__What to do__.
a) Could you print the part of the Vertica Eon Mode passage that opens with the words containing "The easiest way" and closes with "you just stopped."?
b) Can you write what follows the last sentence of the Vertica Eon Mode passage, carrying it on from there?

__Supplied passage__.
════════
Vertica Management Console (MC), a database health and activity monitoring tool, provides in-browser wizards you can follow to deploy Vertica cluster instances and create an Eon Mode database on them. You can also use MC to manage and monitor resources that are specific to Eon Mode:

See also

9 - Stopping and starting an Eon Mode cluster

When running an Eon Mode database in the cloud, you usually want to stop the nodes running your database when you stop the database.

Stopping your Eon Mode database and cluster using the MC

When running an Eon Mode database in the cloud, you usually want to stop the nodes running your database when you stop the database. Stopping your nodes avoids wasting money. The nodes aren't needed while the database is down.

The easiest way to stop both your database and the nodes that run it is to use the MC:

  1. From the MC home page, click View Your Infrastructure.

  2. In row labeled Databases, click the database you want to stop.

  3. In the popup, click Stop.

  4. Click OK to confirm you want to stop the database.

  5. Once your database has stopped, in the row labeled Clusters, click the entry for the cluster running the database you just stopped.

  6. In the popup, click Manage.
════════
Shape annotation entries
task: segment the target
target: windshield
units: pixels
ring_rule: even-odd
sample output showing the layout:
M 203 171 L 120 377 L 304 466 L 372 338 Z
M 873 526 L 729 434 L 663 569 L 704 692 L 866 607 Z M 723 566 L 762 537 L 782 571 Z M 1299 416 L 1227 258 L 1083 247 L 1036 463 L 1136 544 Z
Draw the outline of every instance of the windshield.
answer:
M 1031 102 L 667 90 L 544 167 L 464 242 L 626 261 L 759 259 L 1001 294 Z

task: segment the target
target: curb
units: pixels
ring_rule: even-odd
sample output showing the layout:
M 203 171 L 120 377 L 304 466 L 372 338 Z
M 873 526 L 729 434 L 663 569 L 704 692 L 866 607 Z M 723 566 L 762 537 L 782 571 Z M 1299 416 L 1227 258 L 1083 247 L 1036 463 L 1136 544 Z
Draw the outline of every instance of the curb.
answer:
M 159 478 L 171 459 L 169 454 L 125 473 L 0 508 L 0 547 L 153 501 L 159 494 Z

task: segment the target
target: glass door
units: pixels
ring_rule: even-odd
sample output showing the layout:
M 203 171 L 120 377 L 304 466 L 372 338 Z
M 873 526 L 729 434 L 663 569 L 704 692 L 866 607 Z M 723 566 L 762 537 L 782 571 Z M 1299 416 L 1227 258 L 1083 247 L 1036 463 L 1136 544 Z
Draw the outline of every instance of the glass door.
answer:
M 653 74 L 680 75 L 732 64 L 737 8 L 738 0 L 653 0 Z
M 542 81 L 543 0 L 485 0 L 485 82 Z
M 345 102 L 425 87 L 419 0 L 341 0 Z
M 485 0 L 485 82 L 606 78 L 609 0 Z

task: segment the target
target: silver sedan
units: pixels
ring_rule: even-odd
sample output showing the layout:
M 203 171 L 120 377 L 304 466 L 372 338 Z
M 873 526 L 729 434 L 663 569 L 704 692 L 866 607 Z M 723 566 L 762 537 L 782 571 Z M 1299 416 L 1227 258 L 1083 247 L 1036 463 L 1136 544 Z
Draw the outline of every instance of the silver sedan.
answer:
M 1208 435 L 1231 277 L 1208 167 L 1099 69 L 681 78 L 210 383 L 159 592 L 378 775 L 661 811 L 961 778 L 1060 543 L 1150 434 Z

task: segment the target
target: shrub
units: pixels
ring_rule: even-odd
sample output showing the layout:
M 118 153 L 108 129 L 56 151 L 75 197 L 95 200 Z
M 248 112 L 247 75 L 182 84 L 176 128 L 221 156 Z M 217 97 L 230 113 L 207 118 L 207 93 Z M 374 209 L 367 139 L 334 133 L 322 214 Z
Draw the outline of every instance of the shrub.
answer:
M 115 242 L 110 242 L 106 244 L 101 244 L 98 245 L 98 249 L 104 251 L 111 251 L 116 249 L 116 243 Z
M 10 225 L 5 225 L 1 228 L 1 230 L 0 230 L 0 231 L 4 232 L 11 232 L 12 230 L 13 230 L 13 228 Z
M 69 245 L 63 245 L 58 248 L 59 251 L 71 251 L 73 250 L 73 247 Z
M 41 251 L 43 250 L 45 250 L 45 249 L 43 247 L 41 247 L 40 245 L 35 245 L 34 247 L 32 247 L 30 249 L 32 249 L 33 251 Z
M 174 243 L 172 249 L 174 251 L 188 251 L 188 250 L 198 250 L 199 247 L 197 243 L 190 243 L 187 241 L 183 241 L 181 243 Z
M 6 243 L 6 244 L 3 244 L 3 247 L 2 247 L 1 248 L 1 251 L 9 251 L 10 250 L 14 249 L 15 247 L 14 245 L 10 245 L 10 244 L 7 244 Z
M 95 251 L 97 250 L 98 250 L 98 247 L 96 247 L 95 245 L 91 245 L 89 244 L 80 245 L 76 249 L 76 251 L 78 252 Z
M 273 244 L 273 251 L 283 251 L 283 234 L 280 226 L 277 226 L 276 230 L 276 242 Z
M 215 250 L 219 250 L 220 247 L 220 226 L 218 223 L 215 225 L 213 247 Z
════════
__Final answers__.
a)
The easiest way to stop both your database and the nodes that run it is to use the MC:

  1. From the MC home page, click View Your Infrastructure.

  2. In row labeled Databases, click the database you want to stop.

  3. In the popup, click Stop.

  4. Click OK to confirm you want to stop the database.

  5. Once your database has stopped, in the row labeled Clusters, click the entry for the cluster running the database you just stopped.

b)
  7. In the ribbon at the top of the cluster view, click Stop Cluster.

  8. In the dialog box, check the I would like to stop all instances in the cluster box and click Stop Cluster.

Manually stopping the database and cluster

To manually stop your database and cluster, first stop your database using one of the following methods:

Once you have stopped the database, you can stop your nodes. If you are in a cloud environment, see your cloud provider's documentation for instruction on stopping nodes.

Starting your cluster and database using the MC

To start your database cluster and database:

  1. From the MC home, click View Infrastructure.

  2. In the Clusters row, click the cluster that runs the database you want to start.

  3. In the pop-up, click Manage.

  4. In the ribbon at the top of the cluster's page, click Start Cluster.

  5. Check the I would like to start all instances in the cluster box and click Start Cluster.

Starting the cluster automatically starts the database.

Manually starting your cluster and database

To manually start your cluster and database:

  1. Start the nodes in your database cluster. If you are running in the cloud, see your cloud provider's documentation on how to start instances.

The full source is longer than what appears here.